▸ SHORT PROBLEM:
Add 10 to every coordinate in the answers and rewrite the records with all their lines, starting at the beginning of the records and ending at the line that contains "116 90 L 116". Copy only that span.

Saved data entries
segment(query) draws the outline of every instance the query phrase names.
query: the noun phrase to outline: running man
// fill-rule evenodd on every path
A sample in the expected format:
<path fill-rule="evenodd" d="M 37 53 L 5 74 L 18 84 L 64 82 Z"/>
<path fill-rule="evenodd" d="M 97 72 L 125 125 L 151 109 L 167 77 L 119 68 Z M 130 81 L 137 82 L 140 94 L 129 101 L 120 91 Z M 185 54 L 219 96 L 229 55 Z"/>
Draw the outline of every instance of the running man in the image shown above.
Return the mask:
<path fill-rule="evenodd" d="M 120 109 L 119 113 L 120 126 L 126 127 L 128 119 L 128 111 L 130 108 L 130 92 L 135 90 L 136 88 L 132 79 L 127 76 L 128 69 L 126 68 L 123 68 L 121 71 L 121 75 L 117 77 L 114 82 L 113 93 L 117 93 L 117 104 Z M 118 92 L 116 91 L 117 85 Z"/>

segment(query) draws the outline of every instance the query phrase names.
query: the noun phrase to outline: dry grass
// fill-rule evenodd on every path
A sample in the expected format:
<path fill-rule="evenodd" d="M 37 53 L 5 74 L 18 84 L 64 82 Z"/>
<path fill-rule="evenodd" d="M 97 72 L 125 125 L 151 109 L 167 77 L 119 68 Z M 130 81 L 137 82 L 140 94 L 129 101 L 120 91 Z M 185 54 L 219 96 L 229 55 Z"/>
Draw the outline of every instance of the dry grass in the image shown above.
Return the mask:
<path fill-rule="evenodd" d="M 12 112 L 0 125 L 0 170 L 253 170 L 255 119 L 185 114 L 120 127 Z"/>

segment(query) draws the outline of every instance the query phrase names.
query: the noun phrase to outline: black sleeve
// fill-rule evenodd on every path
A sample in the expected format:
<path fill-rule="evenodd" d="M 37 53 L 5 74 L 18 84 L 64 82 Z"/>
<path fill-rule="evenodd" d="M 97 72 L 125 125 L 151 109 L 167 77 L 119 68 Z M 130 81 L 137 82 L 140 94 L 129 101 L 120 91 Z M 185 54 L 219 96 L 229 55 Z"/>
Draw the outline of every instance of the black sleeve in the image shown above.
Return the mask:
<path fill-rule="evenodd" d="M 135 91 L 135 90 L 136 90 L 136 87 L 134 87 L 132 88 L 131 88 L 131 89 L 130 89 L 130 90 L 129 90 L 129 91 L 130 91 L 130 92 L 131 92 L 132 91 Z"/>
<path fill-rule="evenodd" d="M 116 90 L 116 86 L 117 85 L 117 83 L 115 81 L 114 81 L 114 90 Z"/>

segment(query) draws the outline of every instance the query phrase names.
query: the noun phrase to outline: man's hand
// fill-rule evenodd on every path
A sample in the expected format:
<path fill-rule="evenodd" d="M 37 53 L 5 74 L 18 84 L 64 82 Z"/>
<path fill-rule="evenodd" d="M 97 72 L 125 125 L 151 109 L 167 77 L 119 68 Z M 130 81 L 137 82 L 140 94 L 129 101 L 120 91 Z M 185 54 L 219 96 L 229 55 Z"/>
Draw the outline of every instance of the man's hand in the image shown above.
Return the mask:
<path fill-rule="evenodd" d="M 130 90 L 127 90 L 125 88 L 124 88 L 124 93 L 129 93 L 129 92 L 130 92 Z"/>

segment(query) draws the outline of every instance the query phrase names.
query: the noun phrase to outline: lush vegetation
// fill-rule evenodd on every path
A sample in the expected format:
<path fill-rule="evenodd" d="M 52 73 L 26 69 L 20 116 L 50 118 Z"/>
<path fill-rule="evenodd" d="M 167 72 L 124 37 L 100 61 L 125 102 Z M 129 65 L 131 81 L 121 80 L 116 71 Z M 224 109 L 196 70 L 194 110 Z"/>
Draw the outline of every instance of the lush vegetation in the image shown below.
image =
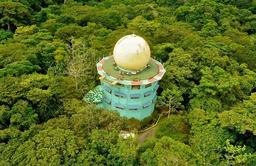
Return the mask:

▸ WRITTEN ANSWER:
segment(query) draws the outline of every instance the query phrase names.
query: the noun phrase to outline: running man
// fill-rule evenodd on every path
A sample in the expected format:
<path fill-rule="evenodd" d="M 37 53 L 5 74 L 18 84 L 64 82 Z"/>
<path fill-rule="evenodd" d="M 97 72 L 125 125 L 151 109 L 167 77 L 119 68 Z M 130 81 L 137 82 L 140 94 L 129 101 L 120 91 Z M 185 54 L 219 96 L 229 55 Z"/>
Draw the outline of every instance of the running man in the image shown above.
Return the mask:
<path fill-rule="evenodd" d="M 130 119 L 129 123 L 130 136 L 136 137 L 138 129 L 138 121 L 140 118 L 140 102 L 145 100 L 146 98 L 142 89 L 137 86 L 138 79 L 136 78 L 133 78 L 131 81 L 131 85 L 127 87 L 124 92 L 123 103 L 127 103 L 127 114 Z M 128 102 L 126 101 L 127 95 Z"/>

segment(query) draws the outline of every instance the query phrase names.
query: the noun phrase to outline: dry grass
// fill-rule evenodd on every path
A sample in the expected format:
<path fill-rule="evenodd" d="M 37 53 L 5 74 L 18 84 L 64 82 Z"/>
<path fill-rule="evenodd" d="M 97 72 L 125 125 L 151 109 L 167 77 L 119 68 Z M 130 81 L 137 82 L 140 94 L 129 101 L 120 91 Z M 185 54 L 219 96 L 229 55 Z"/>
Draw the outline of every instance of the dry grass in the image shown above.
Return the mask:
<path fill-rule="evenodd" d="M 22 122 L 10 135 L 10 180 L 263 180 L 265 129 L 195 124 L 130 137 Z"/>

segment(query) draws the outline of every instance the query phrase names.
query: the noun phrase to outline: black sleeve
// fill-rule evenodd on every path
A sample in the expected format:
<path fill-rule="evenodd" d="M 37 53 L 5 74 L 18 84 L 64 82 Z"/>
<path fill-rule="evenodd" d="M 97 72 L 125 125 L 151 109 L 167 77 L 119 68 Z M 130 81 L 137 82 L 140 94 L 129 101 L 120 91 Z M 185 54 L 219 96 L 229 55 Z"/>
Draw the outline of every instance of the black sleeve in the image shown above.
Return the mask:
<path fill-rule="evenodd" d="M 145 101 L 145 100 L 146 100 L 146 97 L 144 97 L 142 98 L 141 98 L 141 99 L 140 99 L 140 100 L 139 100 L 139 101 L 140 101 L 140 102 L 141 102 L 142 101 Z"/>
<path fill-rule="evenodd" d="M 126 100 L 126 96 L 127 95 L 127 93 L 125 91 L 124 91 L 124 100 Z"/>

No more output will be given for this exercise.